::: Data for review :::

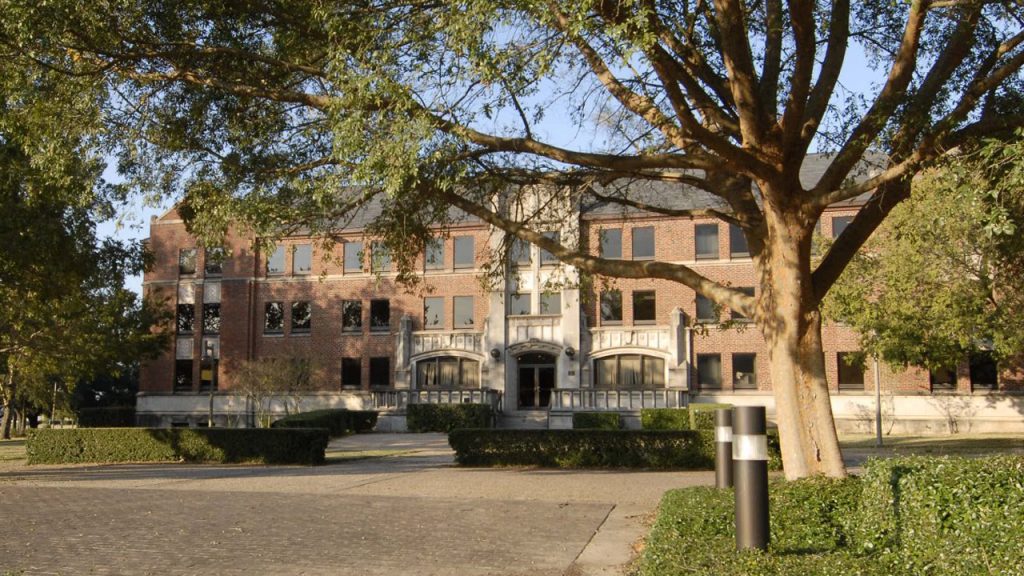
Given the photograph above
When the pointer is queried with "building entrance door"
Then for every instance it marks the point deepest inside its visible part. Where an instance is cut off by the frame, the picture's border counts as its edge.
(537, 379)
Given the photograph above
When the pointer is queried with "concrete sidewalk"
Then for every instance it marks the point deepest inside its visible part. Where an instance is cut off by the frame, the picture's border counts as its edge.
(412, 513)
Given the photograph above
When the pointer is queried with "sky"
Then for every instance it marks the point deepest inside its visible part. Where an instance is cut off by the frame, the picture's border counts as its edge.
(133, 220)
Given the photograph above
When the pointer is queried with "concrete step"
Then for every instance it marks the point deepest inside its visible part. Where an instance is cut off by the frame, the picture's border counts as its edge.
(523, 419)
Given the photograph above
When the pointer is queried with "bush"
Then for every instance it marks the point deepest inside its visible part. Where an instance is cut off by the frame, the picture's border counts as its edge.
(596, 420)
(944, 516)
(907, 516)
(446, 417)
(665, 419)
(339, 422)
(700, 417)
(579, 449)
(109, 417)
(192, 445)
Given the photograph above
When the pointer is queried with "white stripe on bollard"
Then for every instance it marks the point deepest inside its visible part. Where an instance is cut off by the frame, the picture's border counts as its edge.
(750, 447)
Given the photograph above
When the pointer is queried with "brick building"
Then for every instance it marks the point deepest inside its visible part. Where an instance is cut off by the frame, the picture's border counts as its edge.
(538, 344)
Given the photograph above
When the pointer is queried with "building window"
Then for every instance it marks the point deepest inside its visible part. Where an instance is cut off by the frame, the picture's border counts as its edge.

:::

• [Your assignment]:
Copy out every line of the listing that includes the string "building".

• [Result of this task]:
When the pointer is queried with "building entrance door"
When the pointer is queried with "brick building"
When the pointer is queried with "building window"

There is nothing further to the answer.